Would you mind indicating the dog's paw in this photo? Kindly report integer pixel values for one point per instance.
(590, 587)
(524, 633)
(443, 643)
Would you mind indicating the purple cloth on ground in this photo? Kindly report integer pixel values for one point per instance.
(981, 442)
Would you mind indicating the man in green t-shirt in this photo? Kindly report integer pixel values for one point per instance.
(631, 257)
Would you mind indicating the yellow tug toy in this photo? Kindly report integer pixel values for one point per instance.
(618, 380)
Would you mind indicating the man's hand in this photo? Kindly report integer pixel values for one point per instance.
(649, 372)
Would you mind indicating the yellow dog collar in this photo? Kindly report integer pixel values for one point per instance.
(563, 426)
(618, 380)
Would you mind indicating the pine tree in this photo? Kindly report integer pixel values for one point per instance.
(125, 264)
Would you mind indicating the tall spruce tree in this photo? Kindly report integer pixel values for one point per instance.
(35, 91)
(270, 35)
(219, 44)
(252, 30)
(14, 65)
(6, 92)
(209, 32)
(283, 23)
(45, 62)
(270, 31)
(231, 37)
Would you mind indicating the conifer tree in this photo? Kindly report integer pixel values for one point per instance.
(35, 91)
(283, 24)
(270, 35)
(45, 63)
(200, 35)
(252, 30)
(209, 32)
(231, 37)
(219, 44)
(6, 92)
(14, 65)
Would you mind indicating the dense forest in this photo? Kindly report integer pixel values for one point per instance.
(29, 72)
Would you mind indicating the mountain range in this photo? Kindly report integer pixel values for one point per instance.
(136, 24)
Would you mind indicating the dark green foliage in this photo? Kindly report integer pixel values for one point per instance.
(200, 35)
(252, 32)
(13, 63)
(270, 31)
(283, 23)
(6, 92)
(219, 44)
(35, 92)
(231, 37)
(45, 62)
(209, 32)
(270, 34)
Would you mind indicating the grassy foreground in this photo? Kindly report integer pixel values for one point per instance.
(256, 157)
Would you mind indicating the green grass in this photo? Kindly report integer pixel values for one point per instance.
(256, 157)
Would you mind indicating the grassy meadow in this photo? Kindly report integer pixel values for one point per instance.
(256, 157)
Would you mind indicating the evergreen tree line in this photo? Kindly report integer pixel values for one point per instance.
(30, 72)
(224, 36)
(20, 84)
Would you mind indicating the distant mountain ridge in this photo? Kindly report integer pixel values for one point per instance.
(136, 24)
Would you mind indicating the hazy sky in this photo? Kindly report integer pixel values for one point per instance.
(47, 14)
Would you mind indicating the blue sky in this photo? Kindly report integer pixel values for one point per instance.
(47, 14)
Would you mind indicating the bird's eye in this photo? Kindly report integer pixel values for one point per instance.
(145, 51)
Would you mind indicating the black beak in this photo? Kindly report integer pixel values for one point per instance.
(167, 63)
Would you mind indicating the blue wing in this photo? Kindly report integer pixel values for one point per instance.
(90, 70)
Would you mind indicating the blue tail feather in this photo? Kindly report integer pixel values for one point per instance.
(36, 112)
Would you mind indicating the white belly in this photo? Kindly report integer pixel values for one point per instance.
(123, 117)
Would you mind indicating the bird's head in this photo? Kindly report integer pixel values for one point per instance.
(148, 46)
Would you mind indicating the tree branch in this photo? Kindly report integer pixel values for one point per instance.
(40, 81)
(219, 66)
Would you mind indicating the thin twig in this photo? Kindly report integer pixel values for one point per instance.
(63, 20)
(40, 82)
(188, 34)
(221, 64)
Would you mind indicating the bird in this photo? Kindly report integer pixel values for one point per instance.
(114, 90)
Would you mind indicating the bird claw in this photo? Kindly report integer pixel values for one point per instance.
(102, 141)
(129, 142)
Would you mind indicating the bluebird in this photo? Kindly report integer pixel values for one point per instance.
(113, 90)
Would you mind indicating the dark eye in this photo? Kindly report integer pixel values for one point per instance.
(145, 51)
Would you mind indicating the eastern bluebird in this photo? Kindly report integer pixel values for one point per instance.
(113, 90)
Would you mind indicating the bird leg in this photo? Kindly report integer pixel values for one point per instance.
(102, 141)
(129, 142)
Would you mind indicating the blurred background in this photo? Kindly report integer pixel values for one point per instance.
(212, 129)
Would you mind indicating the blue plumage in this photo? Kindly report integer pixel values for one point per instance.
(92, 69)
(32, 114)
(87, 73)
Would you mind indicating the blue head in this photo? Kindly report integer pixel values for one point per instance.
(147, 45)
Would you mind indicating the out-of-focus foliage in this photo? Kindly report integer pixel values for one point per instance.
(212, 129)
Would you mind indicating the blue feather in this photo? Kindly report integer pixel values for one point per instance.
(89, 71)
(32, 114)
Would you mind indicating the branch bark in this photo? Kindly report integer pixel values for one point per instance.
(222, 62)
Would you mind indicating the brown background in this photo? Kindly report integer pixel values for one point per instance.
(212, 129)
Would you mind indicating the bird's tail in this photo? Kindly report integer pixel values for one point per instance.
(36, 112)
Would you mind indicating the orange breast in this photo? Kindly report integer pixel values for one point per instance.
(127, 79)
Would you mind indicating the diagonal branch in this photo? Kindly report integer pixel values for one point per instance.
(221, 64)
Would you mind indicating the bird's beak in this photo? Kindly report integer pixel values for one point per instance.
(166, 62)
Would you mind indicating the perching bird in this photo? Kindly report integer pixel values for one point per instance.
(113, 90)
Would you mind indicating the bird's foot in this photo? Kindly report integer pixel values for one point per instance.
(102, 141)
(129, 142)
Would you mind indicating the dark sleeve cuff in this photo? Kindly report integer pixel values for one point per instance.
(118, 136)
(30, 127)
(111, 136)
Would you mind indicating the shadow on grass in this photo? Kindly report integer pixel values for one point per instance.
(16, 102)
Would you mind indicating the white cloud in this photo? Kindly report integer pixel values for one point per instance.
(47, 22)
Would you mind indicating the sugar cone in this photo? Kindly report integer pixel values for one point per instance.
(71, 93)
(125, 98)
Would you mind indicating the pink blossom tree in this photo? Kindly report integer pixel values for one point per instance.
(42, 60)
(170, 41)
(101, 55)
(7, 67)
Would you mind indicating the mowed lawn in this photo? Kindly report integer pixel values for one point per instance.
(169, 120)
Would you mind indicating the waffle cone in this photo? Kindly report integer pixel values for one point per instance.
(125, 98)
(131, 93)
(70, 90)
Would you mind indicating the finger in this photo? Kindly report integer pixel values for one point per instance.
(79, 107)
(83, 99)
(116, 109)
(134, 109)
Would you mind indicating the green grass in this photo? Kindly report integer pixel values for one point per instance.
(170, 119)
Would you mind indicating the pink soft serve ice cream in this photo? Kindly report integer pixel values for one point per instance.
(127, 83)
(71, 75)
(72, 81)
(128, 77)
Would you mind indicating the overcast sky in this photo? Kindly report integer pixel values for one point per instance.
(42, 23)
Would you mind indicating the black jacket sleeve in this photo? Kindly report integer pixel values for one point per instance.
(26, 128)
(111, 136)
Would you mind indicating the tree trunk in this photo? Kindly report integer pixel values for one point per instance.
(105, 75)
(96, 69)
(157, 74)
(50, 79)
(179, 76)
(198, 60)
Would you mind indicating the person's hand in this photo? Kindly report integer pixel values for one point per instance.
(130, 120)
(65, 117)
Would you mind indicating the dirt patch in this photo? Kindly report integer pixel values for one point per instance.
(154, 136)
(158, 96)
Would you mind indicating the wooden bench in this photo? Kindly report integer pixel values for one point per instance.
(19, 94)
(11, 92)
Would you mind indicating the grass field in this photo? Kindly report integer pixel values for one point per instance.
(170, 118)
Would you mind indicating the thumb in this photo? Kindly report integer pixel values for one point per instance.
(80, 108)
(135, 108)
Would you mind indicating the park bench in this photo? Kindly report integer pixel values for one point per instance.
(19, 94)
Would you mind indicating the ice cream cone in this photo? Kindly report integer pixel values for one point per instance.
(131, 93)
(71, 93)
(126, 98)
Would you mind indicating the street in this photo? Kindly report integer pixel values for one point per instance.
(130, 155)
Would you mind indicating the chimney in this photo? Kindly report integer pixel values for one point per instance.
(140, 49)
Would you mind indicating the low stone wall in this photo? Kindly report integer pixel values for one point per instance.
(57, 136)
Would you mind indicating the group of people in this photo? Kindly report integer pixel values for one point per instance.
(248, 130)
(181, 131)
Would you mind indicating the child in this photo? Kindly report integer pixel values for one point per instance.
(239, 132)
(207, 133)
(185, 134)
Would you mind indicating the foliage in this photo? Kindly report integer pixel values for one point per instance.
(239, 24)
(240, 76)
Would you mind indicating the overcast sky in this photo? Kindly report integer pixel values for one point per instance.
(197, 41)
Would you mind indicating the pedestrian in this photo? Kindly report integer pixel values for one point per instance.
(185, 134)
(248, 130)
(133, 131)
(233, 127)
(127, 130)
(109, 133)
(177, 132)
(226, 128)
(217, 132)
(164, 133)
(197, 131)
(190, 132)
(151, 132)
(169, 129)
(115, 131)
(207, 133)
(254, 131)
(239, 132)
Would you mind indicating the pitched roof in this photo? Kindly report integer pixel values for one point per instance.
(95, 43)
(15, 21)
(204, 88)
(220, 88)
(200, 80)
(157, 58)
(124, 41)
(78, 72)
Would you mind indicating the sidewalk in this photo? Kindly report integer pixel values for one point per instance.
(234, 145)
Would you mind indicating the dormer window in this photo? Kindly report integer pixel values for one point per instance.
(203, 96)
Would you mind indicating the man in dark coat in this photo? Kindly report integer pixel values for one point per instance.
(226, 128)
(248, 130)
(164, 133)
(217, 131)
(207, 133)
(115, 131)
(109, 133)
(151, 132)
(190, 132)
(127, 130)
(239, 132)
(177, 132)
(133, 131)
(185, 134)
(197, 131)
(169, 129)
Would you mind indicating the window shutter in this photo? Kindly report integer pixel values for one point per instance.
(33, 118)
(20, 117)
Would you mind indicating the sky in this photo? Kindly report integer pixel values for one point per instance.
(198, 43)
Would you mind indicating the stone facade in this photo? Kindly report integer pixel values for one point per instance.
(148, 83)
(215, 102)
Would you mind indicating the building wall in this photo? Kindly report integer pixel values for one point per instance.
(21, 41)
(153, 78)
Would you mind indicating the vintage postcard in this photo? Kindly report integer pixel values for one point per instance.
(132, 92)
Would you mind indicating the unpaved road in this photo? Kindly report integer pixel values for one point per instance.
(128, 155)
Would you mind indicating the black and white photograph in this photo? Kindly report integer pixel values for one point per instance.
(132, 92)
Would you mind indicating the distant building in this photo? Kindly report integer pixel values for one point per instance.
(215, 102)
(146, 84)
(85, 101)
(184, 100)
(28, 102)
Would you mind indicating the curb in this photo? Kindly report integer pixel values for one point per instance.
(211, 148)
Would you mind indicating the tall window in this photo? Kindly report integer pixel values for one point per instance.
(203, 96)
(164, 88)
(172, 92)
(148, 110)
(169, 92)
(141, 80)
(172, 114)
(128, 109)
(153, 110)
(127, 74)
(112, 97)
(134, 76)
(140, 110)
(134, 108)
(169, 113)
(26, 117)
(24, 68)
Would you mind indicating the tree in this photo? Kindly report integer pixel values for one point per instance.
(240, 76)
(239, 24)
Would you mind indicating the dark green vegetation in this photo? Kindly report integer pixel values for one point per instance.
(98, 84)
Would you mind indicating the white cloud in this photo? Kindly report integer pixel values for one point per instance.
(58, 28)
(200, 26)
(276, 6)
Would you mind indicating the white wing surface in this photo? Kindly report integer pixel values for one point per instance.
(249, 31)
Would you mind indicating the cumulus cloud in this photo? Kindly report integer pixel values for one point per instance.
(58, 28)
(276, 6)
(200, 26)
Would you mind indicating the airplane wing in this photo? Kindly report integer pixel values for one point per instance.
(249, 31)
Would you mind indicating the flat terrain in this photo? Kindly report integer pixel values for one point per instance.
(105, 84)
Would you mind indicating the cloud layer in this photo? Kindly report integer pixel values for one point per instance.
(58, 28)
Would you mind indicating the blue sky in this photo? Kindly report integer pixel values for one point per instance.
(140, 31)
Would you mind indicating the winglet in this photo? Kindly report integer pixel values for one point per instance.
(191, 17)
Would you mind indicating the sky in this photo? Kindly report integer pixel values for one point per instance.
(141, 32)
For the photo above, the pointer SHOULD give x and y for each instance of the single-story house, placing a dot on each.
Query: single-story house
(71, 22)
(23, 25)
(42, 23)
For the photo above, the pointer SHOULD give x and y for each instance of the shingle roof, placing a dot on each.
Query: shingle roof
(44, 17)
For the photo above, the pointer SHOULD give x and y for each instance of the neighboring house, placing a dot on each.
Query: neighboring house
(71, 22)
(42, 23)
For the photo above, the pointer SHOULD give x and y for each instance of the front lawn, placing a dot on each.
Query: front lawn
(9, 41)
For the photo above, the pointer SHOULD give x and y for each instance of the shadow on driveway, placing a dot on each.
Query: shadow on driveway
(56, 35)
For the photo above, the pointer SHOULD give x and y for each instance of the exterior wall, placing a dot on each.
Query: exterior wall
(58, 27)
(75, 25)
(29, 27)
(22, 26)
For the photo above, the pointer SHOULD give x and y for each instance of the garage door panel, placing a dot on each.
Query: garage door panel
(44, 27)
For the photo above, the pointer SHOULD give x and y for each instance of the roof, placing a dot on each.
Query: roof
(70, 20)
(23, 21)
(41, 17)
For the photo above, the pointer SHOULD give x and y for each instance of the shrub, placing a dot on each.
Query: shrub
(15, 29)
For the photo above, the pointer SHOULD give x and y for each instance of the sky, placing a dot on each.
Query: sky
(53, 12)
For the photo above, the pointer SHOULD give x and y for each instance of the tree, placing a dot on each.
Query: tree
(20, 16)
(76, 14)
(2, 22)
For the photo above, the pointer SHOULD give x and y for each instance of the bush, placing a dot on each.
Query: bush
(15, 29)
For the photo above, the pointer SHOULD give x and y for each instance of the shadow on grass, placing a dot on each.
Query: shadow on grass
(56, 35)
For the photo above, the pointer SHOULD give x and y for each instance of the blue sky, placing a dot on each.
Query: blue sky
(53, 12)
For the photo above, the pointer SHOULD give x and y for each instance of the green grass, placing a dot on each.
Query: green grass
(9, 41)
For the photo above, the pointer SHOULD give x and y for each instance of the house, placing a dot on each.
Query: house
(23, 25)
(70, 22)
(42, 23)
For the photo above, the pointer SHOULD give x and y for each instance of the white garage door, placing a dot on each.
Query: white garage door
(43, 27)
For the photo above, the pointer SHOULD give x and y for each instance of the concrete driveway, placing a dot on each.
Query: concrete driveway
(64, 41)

**Action item:** Among the entries above, locate the lines containing "the sky, placing a dot on each." and "green grass, placing a dot on each.", and transcribe exactly those two lines and all lines between.

**Exercise result:**
For the photo above, the pointer SHOULD give x and y for each instance of the sky, placing a dot on each.
Query: sky
(53, 12)
For the photo above, the pointer SHOULD give x and y for each instance of the tree, placing a dot on each.
Query: tree
(20, 16)
(76, 14)
(2, 22)
For the photo above, the pointer SHOULD give x and y for each instance of the bush, placing a dot on each.
Query: bush
(15, 29)
For the photo above, the pointer SHOULD give x and y for each instance of the shadow on grass, placing a dot on each.
Query: shadow on grass
(56, 35)
For the photo above, the pointer SHOULD give x and y for each instance of the blue sky, placing a dot on each.
Query: blue sky
(53, 12)
For the photo above, the pointer SHOULD give x and y for each instance of the green grass, placing a dot on each.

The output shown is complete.